### Stated task
Copy every line, leaving nothing out and adding nothing.

Records from a dataset:
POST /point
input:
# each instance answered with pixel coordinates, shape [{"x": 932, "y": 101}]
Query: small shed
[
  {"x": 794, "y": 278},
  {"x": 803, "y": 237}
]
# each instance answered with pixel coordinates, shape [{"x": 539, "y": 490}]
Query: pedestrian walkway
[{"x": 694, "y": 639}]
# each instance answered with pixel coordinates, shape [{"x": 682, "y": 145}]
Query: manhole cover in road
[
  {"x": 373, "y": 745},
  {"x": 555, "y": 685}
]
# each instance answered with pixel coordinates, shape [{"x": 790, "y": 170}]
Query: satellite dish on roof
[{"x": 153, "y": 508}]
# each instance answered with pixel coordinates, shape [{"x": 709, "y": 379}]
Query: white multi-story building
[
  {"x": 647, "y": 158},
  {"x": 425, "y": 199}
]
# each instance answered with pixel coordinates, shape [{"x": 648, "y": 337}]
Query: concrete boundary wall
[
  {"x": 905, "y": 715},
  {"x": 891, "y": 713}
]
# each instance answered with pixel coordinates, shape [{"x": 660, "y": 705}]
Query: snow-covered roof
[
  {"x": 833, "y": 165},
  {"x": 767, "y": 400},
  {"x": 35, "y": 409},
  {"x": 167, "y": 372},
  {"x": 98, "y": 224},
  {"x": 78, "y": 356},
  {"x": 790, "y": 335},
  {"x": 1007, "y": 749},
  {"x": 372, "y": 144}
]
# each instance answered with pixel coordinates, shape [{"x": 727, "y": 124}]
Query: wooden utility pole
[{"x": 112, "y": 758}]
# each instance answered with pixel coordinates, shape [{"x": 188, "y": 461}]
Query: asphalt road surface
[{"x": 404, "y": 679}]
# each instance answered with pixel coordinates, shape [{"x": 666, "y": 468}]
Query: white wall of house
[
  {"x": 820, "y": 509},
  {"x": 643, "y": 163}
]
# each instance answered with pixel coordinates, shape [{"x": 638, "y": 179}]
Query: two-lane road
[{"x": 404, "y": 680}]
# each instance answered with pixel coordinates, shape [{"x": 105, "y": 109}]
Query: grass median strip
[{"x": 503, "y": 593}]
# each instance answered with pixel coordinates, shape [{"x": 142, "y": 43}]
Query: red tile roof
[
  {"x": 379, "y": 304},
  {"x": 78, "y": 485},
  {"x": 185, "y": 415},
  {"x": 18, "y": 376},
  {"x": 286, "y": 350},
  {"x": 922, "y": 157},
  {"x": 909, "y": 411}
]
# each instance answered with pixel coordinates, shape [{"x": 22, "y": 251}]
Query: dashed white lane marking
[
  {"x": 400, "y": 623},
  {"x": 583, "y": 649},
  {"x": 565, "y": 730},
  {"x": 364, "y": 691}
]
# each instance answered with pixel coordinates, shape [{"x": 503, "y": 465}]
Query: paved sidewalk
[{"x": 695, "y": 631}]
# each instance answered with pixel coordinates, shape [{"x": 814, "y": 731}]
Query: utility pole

### Answer for the task
POST /point
input:
# each instance answered with pixel coordinates, shape [{"x": 932, "y": 101}]
Query: small shed
[
  {"x": 794, "y": 278},
  {"x": 803, "y": 237}
]
# each instance answered with pixel coordinates, shape [{"x": 539, "y": 490}]
Query: pedestrian walkway
[{"x": 694, "y": 639}]
# each instance answered with pixel coordinates, shape [{"x": 682, "y": 145}]
Query: manhole cover in road
[
  {"x": 373, "y": 745},
  {"x": 555, "y": 685}
]
# each instance answered with pixel coordinates, shape [{"x": 790, "y": 170}]
Query: satellite dish on roof
[{"x": 153, "y": 508}]
# each instance answered with pixel coordinates, shape [{"x": 709, "y": 379}]
Query: white multi-story building
[
  {"x": 647, "y": 158},
  {"x": 425, "y": 199}
]
# each instance answered with pixel coordinates, shape [{"x": 648, "y": 337}]
Query: concrete boundary wall
[
  {"x": 905, "y": 715},
  {"x": 891, "y": 713}
]
# each instance answered with pixel coordinates, shape [{"x": 660, "y": 705}]
Query: snow-covered roof
[
  {"x": 833, "y": 165},
  {"x": 767, "y": 400},
  {"x": 35, "y": 409},
  {"x": 167, "y": 372},
  {"x": 98, "y": 224},
  {"x": 78, "y": 356},
  {"x": 790, "y": 335},
  {"x": 1007, "y": 749},
  {"x": 372, "y": 144}
]
# each instance answered with pixel coordinates, shape [{"x": 727, "y": 124}]
Query: wooden utility pole
[{"x": 112, "y": 758}]
# each instance answered with pixel coordinates, shape [{"x": 188, "y": 461}]
Query: asphalt road surface
[{"x": 404, "y": 679}]
# each instance answered with pixel coordinates, shape [{"x": 666, "y": 468}]
Query: white wall of house
[
  {"x": 820, "y": 509},
  {"x": 643, "y": 163}
]
# each instance answered with pixel coordinates, shape [{"x": 638, "y": 179}]
Query: two-lane road
[{"x": 404, "y": 680}]
# each instance answered with pixel coordinates, shape [{"x": 105, "y": 109}]
Query: grass median strip
[{"x": 503, "y": 593}]
# each instance answered with pixel coordinates, shape [{"x": 142, "y": 43}]
Query: red tile roof
[
  {"x": 379, "y": 304},
  {"x": 78, "y": 485},
  {"x": 185, "y": 415},
  {"x": 18, "y": 376},
  {"x": 286, "y": 350},
  {"x": 922, "y": 157},
  {"x": 909, "y": 411}
]
# each instance answered with pixel coordinates, shape [{"x": 22, "y": 251}]
Query: dashed white lane marking
[
  {"x": 400, "y": 623},
  {"x": 583, "y": 649},
  {"x": 565, "y": 730},
  {"x": 364, "y": 691}
]
# each instance answered with pixel coordinates, shape [{"x": 503, "y": 465}]
Query: paved sidewalk
[{"x": 695, "y": 631}]
# each instance answered with pixel coordinates, shape [{"x": 814, "y": 731}]
Query: utility pole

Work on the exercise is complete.